═══ Records to use ═══
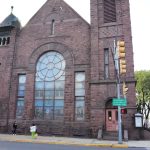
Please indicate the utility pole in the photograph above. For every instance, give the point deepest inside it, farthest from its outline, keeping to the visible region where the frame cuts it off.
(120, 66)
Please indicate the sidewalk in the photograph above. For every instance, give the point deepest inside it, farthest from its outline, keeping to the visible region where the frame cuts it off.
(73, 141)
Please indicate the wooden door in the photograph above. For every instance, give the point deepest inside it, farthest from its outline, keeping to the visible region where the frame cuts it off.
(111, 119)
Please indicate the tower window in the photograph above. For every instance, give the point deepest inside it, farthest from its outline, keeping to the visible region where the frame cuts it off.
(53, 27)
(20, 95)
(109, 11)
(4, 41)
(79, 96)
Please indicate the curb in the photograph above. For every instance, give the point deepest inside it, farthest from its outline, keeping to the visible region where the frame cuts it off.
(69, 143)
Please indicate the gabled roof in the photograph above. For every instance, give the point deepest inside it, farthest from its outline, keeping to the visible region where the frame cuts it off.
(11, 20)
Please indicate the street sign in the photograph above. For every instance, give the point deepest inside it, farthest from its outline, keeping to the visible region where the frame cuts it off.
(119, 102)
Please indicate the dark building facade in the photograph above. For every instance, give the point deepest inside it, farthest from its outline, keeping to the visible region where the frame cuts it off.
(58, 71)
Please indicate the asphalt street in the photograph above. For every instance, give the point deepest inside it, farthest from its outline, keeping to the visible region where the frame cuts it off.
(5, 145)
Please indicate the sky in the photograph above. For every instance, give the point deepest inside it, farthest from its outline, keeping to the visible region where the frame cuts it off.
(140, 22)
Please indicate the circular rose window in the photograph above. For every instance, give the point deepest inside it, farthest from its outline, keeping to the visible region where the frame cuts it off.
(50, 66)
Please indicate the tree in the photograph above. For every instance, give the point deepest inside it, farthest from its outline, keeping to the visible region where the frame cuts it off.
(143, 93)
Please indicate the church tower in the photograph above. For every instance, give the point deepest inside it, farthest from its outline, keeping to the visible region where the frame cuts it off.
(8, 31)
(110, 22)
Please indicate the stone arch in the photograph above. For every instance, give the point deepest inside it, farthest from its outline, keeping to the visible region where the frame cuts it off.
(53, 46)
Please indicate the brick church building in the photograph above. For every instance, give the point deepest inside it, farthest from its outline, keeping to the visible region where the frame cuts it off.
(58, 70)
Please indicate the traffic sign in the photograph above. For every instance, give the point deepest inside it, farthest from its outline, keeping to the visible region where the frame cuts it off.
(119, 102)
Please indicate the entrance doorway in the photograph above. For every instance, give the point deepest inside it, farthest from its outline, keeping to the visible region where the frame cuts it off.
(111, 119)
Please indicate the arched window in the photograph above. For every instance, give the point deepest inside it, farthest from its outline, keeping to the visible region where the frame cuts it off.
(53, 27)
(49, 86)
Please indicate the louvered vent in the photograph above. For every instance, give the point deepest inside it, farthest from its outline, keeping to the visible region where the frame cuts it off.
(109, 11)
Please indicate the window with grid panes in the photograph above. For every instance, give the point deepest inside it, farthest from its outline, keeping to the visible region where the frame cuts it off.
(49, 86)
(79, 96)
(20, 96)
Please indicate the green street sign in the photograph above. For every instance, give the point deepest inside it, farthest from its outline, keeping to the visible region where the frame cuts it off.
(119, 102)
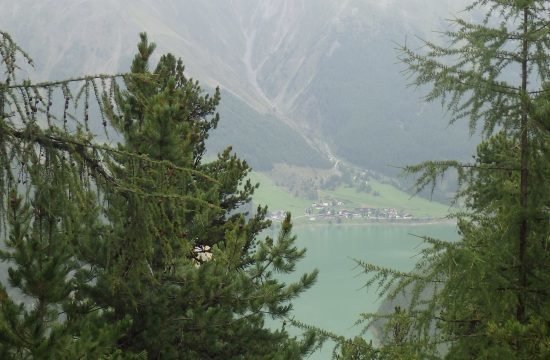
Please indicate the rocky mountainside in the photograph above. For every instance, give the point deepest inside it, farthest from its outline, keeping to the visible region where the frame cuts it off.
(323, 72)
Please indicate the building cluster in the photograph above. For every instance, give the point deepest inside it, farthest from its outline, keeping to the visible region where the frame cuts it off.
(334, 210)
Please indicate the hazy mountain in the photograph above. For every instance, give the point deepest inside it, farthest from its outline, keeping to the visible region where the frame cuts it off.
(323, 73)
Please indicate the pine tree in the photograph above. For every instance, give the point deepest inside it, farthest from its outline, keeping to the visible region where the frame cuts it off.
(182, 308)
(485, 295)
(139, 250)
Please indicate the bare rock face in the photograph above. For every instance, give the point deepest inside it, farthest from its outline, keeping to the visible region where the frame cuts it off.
═══
(What needs to be done)
Provide the listing above once more, exactly, with the pictures removed.

(Answer area)
Please indicate the utility pole in the photograph above. For every instance, give the point deepest inside it, farthest from its outline, keeping to the visible region where the frame cuts it off.
(120, 66)
Please indicate the sidewalk in the photograph above. For every instance, give the point deepest inside it, farthest from its outline, keeping to the visible region where the frame cuts it off.
(73, 141)
Please indicate the wooden door in the photograph above. For every instance, give the point deepest inside it, farthest from its outline, keeping to the visible region where the frame cuts it off.
(111, 119)
Please indicate the tower window in the photograph above. For every instance, give the point deepest inside it, farthest from its outline, keeping to the visible region where the frame cuts it off.
(53, 27)
(20, 95)
(109, 11)
(4, 41)
(79, 96)
Please indicate the curb in the photograph above. For every instance, give the point deepest inside it, farthest from its outline, keeping to the visible region where the frame cuts it off.
(69, 143)
Please indicate the gabled roof in the photograph above. For every instance, give the point deepest inside it, farthest from its outline, keeping to the visible region where the frame cuts it off.
(11, 20)
Please indicate the street sign in the photograph above. For every instance, give the point deepest inside it, farthest from its outline, keeping to the visible region where the frame cuts it off.
(119, 102)
Please indicate the dark building facade in the photograph above. For every instance, give the point deepest inside it, farthest from its outline, keeping to the visible region where the frame cuts it off.
(58, 71)
Please indicate the asphalt street in the photograph above. For every instance, give the point deepest inside it, farthest from its outline, keeping to the visible region where the frame cuts it off.
(5, 145)
Please indicate the sky in the photograph above. For every instance, give the point deepest inside it, farthest from its outline, keeping to the visible region where the frame cuts it off.
(140, 22)
Please indicate the circular rose window in the photograph above. For every instance, give the point deepest inside it, farthest from its outline, keeping to the visible region where the frame cuts it off.
(50, 66)
Please indicate the tree in the photograph above. For every instance, give the point deepest inside it, farthest from its outline, keeping to the visible region where the frame cuts it off.
(143, 93)
Please indicate the church tower in the photograph above. For every instance, give the point deepest inside it, farthest from its outline, keeping to the visible region where the frame cuts it off.
(8, 31)
(110, 22)
Please indicate the stone arch in the photograph above. For every instance, give the point deepest inside it, farthest from its outline, keeping to the visible region where the frame cuts it off.
(53, 46)
Please indicate the brick church building in the photograph above. For every instance, give the point deepest inside it, farthest from its outline, keeping to the visible region where the frame cuts it off.
(58, 70)
Please indicate the traffic sign in the photograph above. For every instance, give the point deepest inside it, farthest from its outline, keeping to the visible region where the frame cuts it off.
(119, 102)
Please indicate the entrance doorway in the photograph above. For every instance, give the point deepest inside it, farthest from its outline, keeping to the visible region where the frame cuts it off.
(111, 119)
Please indicate the arched window in the photograph above. For every instance, give the point deepest inside it, farthest from its outline, keeping to the visible region where the frame cuts it off.
(53, 27)
(49, 86)
Please indicate the louvered vent in the photograph above. For every instance, give the point deepest inside it, farthest from its outline, keeping to the visible region where the frame cuts it off.
(109, 11)
Please indicate the window with grid panes in the photograph above. For every instance, give the point deepest inside it, farthest from its outline, keeping to the visible region where the frame cuts it off.
(49, 86)
(79, 96)
(20, 96)
Please indicate the green street sign in the photograph above. For every instance, give the point deepest inside it, farthest from its outline, keeping to the visible region where the frame cuts it off.
(119, 102)
Please indicate the rocky mountainside in the photograph above. For every instance, give the point deepest inside it, farthest from its outline, keeping to the visible region where the frame cuts it off.
(323, 72)
Please indicate the building cluster in the photograph above. For every instance, give the point deepest inside it, farthest from its outline, keeping to the visible region where the frame cuts it off.
(334, 210)
Please indicate the hazy mountain in the photograph above. For every instance, give the point deepest inside it, farthest from its outline, keeping to the visible region where the frame cuts it off.
(323, 73)
Please indicate the pine tree in the photograph above. For every instance, give the point deepest inside it, farthest from its outline, keeping to the visible region where the frame cuts it off.
(182, 308)
(485, 295)
(139, 250)
Please indicate the bare rock face in the photograph above. For every instance, give the point deepest inside it, farthest from its outline, keeping to the visible region where the frame cuts it off.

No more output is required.